Work instruction 1
In the text on trade with Russia, rewrite the paragraph beginning "Another advantage is the positive impact" as a short bulleted list that keeps its main facts.
Work instruction 2
According to the text on trade with Russia, what share of total South African citrus production is exported to Russia?
Work instruction 3
Continue the text on trade with Russia from the point where it stops.

Document text
Another advantage is the positive impact on its Foreign Currency Reserve (FCR). The FCR for an import-dependent country like India is of huge importance. India maintains and manages a huge FCR, however, this reserve is used to settle import bills. India imports almost 80% of its hydrocarbon needs and most of them are settled in US dollars. Once India is able to pay for its trade with the Russian Federation in its own currency, it would represent a huge relief for the economy.

The bulk of South Africa's exports to Russia are agricultural, mainly citrus and imports are dominated by copper, wheat, and agrochemicals such as fertiliser. The citrus industry exports approximately 7–10% of total South African production to Russia. While direct trade between South Africa and Russia, is not substantial, less than 1% to be more accurate.

There is opportunity now to bolster not only the trade relations between South Africa and Russia, but also the growing BRICS community. Unfortunately, the ruble, unlike the US dollar, is not accepted as a direct trading currency by commercial banks in South Africa. Why then is South Africa not working on a similar mechanism as India, where Russian fuel, fertilisers and other greatly needed and currently inflated commodities could be bought directly from Russia in South African rands as opposed to US dollars or euros?

Source material
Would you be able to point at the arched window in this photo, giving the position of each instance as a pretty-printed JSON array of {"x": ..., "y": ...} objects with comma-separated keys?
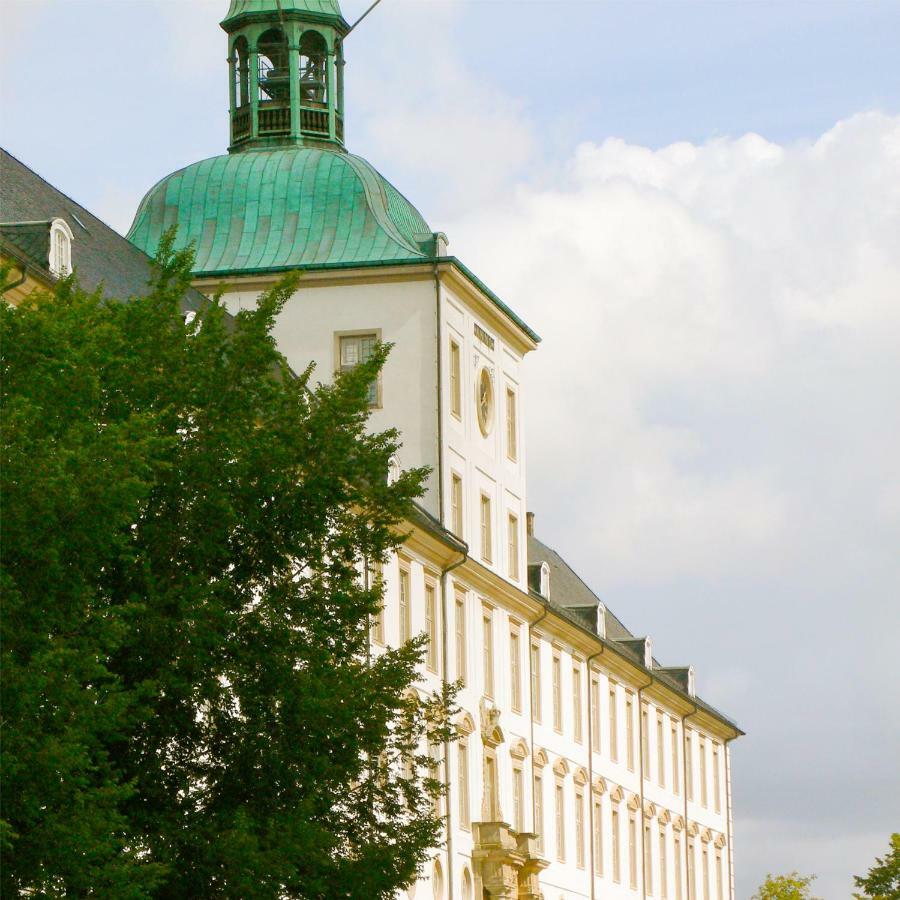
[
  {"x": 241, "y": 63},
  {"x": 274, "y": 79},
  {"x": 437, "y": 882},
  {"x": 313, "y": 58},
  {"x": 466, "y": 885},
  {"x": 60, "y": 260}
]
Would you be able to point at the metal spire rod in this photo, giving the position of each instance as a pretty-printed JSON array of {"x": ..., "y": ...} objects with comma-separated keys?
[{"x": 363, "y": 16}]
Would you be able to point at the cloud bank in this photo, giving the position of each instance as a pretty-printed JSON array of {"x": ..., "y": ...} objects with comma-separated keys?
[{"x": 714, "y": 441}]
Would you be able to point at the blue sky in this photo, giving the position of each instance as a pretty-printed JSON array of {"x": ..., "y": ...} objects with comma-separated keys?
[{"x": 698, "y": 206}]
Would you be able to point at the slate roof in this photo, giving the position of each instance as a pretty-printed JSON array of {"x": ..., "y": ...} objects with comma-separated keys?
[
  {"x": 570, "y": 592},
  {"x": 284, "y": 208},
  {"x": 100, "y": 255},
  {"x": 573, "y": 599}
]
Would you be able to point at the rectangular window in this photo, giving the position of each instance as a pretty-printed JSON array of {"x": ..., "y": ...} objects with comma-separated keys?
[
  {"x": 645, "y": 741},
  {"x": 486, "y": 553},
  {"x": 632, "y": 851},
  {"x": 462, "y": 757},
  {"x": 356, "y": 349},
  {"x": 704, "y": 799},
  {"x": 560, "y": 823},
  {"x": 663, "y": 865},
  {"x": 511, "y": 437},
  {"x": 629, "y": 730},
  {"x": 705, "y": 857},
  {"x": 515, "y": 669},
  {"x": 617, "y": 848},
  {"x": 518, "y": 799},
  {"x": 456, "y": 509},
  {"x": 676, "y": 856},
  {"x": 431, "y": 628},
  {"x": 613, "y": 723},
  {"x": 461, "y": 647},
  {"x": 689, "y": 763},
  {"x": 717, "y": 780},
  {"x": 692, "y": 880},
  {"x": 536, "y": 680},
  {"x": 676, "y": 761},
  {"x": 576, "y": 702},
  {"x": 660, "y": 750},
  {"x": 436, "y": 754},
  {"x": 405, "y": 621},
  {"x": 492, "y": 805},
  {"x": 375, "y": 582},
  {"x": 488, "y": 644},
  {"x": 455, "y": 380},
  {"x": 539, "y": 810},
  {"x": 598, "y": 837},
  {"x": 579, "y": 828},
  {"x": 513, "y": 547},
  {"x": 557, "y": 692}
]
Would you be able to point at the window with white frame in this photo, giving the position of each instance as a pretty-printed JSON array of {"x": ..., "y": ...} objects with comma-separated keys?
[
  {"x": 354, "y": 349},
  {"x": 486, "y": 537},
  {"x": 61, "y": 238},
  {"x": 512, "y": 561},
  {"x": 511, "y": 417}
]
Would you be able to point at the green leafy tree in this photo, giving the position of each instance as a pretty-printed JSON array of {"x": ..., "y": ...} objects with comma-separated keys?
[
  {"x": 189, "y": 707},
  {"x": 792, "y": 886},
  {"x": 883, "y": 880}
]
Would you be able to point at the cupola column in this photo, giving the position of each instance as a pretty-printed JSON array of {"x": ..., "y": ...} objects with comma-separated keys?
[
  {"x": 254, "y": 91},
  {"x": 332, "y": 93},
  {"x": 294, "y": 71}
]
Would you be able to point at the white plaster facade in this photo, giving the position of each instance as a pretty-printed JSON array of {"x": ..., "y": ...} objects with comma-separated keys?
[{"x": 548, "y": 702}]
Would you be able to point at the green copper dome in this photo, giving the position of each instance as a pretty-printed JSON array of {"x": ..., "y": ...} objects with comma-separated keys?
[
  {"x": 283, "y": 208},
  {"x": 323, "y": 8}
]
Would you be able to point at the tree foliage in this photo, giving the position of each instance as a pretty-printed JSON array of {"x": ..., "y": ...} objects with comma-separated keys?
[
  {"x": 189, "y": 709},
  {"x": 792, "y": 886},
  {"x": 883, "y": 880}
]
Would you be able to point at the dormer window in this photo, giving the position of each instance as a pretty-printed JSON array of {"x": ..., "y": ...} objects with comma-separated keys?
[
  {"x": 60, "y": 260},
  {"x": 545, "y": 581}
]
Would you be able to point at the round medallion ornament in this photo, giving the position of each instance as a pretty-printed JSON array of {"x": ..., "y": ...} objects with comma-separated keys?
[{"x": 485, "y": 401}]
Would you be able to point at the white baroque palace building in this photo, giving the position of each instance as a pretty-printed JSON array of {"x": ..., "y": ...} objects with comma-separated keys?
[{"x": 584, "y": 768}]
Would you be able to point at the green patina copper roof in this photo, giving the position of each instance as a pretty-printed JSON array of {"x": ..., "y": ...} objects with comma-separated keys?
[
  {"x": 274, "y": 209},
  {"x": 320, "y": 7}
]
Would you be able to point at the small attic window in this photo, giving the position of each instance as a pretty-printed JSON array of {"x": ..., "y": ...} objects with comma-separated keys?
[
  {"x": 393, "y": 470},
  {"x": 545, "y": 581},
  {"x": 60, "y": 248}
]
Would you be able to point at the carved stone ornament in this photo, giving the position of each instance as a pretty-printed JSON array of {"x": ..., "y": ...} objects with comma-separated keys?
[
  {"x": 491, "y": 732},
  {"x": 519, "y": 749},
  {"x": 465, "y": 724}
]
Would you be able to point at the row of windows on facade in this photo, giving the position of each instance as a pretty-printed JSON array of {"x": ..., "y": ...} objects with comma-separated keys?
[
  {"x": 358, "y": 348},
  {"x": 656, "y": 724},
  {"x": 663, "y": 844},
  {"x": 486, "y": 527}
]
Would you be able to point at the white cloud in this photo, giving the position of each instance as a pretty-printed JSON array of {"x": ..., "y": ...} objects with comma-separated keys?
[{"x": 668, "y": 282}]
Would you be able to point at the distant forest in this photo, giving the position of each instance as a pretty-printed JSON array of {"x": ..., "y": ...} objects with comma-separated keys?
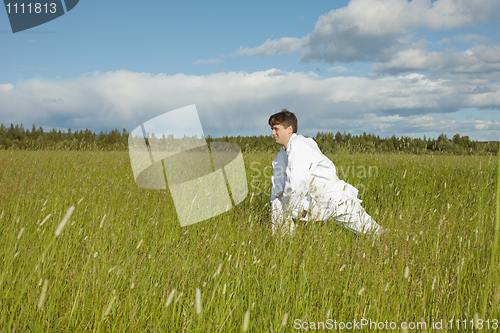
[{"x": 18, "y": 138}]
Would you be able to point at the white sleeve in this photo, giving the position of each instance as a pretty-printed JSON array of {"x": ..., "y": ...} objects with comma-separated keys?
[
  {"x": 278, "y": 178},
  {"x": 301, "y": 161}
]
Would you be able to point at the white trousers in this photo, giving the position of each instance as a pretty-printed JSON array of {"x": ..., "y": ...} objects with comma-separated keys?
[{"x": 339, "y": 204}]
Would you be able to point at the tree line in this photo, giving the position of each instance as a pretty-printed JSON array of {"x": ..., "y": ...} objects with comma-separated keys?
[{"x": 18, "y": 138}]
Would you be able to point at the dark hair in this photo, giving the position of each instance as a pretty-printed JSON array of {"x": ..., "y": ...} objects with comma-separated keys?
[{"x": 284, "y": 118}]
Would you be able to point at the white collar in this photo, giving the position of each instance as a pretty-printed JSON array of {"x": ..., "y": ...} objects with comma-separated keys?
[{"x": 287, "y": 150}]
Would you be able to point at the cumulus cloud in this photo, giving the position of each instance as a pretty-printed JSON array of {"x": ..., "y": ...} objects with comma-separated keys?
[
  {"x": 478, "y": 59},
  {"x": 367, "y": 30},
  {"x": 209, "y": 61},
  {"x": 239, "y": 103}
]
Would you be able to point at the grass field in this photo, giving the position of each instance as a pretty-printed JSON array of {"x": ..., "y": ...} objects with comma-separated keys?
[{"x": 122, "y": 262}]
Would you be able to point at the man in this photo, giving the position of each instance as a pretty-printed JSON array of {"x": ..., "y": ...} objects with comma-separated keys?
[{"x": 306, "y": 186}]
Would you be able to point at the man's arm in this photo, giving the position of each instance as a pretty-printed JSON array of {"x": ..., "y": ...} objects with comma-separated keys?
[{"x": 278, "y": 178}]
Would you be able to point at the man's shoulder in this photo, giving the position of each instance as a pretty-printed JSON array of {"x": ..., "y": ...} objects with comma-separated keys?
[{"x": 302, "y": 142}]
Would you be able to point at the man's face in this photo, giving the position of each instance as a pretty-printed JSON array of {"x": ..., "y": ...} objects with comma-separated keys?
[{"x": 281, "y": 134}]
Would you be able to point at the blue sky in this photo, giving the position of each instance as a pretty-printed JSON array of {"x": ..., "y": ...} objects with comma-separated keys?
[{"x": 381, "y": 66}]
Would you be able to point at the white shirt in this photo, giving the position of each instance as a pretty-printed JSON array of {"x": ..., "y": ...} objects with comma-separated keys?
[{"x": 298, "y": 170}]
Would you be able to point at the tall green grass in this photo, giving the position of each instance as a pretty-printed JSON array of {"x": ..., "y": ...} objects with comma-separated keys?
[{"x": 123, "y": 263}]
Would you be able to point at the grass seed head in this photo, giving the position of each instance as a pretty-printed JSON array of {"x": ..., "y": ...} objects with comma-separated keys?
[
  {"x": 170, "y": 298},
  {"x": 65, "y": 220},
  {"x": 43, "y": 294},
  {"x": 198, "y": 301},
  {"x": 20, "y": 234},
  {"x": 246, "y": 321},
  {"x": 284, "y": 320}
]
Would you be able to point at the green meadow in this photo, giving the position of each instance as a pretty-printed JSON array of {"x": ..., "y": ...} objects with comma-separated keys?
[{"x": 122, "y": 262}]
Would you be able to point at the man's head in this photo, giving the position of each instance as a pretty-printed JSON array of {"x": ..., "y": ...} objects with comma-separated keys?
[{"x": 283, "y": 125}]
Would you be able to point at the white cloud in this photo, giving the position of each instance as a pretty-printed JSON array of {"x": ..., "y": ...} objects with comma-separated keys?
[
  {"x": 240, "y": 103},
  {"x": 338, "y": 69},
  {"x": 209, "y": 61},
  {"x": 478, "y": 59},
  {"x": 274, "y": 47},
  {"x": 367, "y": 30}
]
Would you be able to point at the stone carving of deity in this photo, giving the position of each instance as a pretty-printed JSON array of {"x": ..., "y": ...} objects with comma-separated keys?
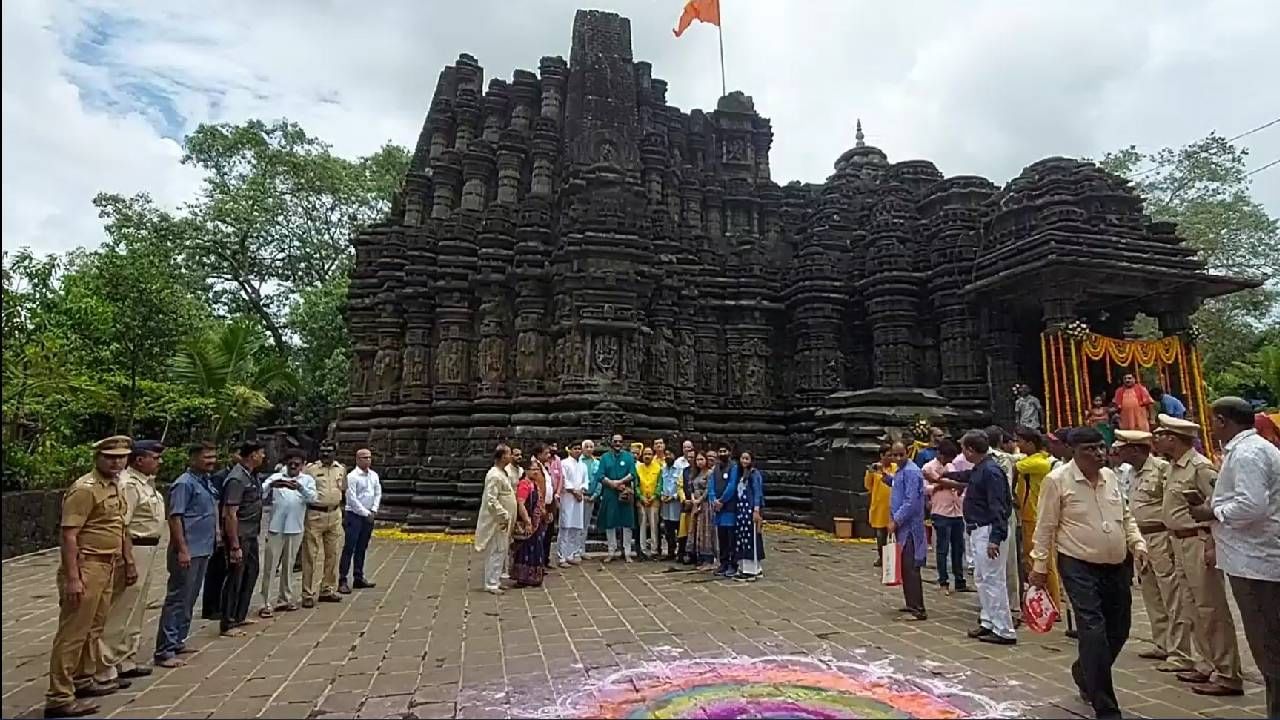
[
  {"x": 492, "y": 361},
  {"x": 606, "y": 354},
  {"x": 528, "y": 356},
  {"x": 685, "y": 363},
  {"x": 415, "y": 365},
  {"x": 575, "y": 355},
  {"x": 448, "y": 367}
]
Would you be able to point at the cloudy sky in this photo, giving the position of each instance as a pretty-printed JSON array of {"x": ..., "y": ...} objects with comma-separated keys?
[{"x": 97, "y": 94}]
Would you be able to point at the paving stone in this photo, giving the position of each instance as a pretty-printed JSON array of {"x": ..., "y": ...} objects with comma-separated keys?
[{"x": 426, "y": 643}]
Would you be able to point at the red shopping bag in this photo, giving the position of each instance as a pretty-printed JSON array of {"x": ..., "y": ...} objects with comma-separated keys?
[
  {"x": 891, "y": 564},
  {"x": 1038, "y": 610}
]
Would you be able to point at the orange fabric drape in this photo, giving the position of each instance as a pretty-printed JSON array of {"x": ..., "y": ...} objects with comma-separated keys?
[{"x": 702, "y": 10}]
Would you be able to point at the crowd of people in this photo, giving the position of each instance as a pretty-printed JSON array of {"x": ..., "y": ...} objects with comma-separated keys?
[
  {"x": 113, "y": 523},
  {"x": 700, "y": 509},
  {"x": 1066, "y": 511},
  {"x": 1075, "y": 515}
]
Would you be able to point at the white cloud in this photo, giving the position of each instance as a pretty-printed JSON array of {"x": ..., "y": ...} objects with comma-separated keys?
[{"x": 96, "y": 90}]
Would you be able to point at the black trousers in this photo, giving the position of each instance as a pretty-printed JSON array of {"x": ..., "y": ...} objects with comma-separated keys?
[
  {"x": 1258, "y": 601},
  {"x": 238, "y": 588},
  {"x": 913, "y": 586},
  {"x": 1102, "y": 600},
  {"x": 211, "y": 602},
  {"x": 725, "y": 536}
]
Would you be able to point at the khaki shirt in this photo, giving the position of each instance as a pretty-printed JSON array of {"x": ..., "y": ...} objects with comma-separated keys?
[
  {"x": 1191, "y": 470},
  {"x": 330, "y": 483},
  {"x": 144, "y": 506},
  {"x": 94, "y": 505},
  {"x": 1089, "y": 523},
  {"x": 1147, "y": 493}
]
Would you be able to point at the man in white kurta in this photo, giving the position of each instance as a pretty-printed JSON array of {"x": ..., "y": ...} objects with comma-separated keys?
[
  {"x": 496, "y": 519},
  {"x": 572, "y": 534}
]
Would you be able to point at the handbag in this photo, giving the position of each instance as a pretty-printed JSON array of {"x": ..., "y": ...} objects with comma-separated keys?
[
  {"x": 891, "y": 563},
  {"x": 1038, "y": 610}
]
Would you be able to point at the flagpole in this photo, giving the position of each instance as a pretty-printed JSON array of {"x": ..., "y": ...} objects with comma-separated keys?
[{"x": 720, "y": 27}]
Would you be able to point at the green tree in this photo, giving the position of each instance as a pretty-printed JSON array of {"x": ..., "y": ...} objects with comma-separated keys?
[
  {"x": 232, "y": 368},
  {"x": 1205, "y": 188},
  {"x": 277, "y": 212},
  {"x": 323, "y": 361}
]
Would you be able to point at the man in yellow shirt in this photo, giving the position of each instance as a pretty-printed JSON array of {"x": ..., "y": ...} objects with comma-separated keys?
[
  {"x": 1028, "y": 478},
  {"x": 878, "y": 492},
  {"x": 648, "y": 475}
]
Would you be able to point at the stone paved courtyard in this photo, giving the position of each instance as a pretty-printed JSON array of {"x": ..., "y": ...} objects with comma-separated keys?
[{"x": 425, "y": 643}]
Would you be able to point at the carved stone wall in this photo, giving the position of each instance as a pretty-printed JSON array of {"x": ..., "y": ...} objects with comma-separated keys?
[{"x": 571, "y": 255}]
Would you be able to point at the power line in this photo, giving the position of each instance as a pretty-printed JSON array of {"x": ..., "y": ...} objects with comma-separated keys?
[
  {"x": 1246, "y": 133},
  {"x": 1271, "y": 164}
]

Answer section 1
- Trading in its own currency would have a positive impact on India's Foreign Currency Reserve (FCR).
- The FCR is of huge importance to an import-dependent country like India, which uses its large reserve to settle import bills.
- India imports almost 80% of its hydrocarbon needs, mostly paid for in US dollars.
- Paying for trade with the Russian Federation in its own currency would bring the economy huge relief.

Answer section 2
Approximately 7–10%.

Answer section 3
Beyond imports from Russia, the country also has the opportunity to vastly increase its exports to the Russian Federation. As a friendly nation, South Africa can export value-added goods that are produced in country, where they create much-needed jobs and support SMEs such as those in the automotive parts, filtration media, processed foodstuffs and wine sectors, to name a few.

The other thing to consider is the potential of attracting vast amounts of Russian tourists to South Africa. The global borders are not as freely accessible for Russian tourists as they once were, making friendly destinations such as South Africa more attractive than ever. However, the fact that Russian tourists cannot make card payments in South Africa due to global sanctions on Russian cards, make the country less attractive. Carrying large amounts of cash anywhere in the world is not ideal, I think we can all appreciate the risk of doing so in South Africa.

The acceptance of the Russian MIR system (the national payment card of the Russian Federation) in South Africa would not only open the door for direct Russian trade, it would also go a very long way in bolstering Russian tourism in the country. Couple that with a direct South African Airways flight from Cape Town to Moscow and you would have a winning recipe to assist in rejuvenating South Africa’s severely Covid-affected tourism industry.

According to the Bank of Russia, currently MIR cards are accepted in 11 countries: Turkey, Vietnam, South Korea, Armenia, Uzbekistan, Belarus, Kazakhstan, Kyrgyzstan, Tajikistan, South Ossetia and Abkhazia. The possibility of accepting MIR cards is being discussed with Iran, Cuba, Egypt and Venezuela.

According to the recent Visa Global Travel Intentions report, Russian tourists spend on average $1 676 per person per foreign holiday, more than their European counterparts who spend $1 174. The report also noted that Russian travellers make 4.3 trips a year on average and they tend to stay 10 nights, which is 2 nights longer than the global average.

Again, we need to ask ourselves, why is South Africa not taking advantage of this large and affluent market? In order to answer these pertinent questions, I believe one needs to look at the South African banking sector, understand its true ownership, control, and allegiances, as they essentially dictate our foreign trade opportunities.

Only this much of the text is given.